_Task_: Which lines in the records below contain the string "grille", with case counting? Pick out each of those lines and copy it in full.

_Dataset rows_:

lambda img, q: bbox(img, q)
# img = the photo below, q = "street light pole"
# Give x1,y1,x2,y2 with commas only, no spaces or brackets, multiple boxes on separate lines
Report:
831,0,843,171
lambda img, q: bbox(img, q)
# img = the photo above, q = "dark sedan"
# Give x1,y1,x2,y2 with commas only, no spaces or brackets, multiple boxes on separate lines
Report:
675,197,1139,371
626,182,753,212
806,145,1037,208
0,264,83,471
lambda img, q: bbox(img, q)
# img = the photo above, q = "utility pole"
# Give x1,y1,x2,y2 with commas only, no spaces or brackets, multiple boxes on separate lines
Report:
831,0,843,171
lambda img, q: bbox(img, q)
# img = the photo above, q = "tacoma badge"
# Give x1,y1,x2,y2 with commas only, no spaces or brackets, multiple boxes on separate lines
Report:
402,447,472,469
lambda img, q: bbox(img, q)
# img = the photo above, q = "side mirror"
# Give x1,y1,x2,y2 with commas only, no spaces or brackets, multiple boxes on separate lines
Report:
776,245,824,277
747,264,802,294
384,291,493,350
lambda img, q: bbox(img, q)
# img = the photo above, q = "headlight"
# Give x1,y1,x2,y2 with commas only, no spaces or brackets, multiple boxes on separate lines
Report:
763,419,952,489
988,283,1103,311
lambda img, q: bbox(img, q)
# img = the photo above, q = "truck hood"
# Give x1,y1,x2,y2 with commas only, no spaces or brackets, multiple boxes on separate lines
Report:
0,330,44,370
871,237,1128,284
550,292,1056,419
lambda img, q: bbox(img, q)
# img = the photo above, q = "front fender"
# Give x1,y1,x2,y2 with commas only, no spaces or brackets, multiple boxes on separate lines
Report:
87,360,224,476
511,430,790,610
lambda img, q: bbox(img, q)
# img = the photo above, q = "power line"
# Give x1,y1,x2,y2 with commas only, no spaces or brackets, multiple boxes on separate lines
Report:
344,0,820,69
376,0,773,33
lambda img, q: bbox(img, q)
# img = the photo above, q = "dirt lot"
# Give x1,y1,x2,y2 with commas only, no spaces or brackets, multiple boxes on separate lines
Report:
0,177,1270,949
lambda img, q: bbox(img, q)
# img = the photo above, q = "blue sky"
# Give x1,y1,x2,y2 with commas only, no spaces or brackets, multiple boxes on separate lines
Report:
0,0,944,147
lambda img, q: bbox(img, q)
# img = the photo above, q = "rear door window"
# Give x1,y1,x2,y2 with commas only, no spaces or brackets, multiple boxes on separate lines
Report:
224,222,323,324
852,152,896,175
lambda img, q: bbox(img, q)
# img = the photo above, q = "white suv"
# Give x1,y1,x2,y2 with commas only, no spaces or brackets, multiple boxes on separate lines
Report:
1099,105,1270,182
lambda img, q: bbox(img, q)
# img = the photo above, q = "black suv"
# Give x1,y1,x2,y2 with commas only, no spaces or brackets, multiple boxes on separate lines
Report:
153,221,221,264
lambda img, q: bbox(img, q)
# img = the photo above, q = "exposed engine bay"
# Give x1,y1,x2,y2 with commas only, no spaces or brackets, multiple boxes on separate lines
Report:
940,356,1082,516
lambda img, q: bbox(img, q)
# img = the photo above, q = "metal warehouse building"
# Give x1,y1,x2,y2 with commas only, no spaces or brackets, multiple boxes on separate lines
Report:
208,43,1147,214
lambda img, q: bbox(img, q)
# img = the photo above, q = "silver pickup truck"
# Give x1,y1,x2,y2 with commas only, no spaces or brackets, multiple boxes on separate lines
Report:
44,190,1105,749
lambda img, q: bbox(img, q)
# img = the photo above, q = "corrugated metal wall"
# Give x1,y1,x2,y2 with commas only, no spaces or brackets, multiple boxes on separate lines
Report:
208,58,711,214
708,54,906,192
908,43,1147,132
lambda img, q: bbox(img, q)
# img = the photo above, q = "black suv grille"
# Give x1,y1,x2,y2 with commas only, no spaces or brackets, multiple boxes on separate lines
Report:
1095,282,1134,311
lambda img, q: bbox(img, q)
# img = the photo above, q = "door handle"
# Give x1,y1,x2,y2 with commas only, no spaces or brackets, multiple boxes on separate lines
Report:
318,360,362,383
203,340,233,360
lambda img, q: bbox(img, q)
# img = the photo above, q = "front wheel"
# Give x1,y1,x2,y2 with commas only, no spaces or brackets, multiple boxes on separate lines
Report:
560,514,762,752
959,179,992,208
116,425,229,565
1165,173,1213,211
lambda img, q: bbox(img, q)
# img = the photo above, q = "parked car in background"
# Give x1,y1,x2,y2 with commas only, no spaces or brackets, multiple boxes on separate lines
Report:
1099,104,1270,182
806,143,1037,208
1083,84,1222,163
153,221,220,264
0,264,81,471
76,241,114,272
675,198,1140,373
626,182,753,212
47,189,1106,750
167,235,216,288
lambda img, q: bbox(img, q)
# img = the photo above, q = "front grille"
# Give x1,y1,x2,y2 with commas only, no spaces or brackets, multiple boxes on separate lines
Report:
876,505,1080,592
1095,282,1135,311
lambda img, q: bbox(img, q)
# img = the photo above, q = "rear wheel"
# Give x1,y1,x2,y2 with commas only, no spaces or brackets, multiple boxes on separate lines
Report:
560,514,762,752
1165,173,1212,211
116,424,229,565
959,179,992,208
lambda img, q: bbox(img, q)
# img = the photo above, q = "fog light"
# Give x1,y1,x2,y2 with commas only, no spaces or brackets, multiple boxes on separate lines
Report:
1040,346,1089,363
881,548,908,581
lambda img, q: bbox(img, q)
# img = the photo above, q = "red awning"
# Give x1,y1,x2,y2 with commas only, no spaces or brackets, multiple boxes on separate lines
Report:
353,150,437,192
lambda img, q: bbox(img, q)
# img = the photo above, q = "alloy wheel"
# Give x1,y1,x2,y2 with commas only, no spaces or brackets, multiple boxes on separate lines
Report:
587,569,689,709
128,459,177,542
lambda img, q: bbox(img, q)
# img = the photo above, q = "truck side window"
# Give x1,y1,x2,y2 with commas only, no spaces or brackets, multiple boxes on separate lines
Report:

_The answer_:
# img = the photo above, q = "black suv grille"
# img = the photo above, q = "front grille"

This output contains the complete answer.